====== DATA FOR THIS EXERCISE ======

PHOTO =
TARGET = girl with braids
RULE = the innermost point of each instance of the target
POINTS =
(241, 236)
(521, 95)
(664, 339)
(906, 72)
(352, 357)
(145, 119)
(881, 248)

======

- EXERCISE
Reproduce each record exactly, leaving nothing out.

- EXERCISE RESULT
PHOTO =
TARGET = girl with braids
RULE = the innermost point of each instance of the target
POINTS =
(241, 236)
(521, 95)
(664, 339)
(906, 72)
(352, 357)
(145, 119)
(881, 248)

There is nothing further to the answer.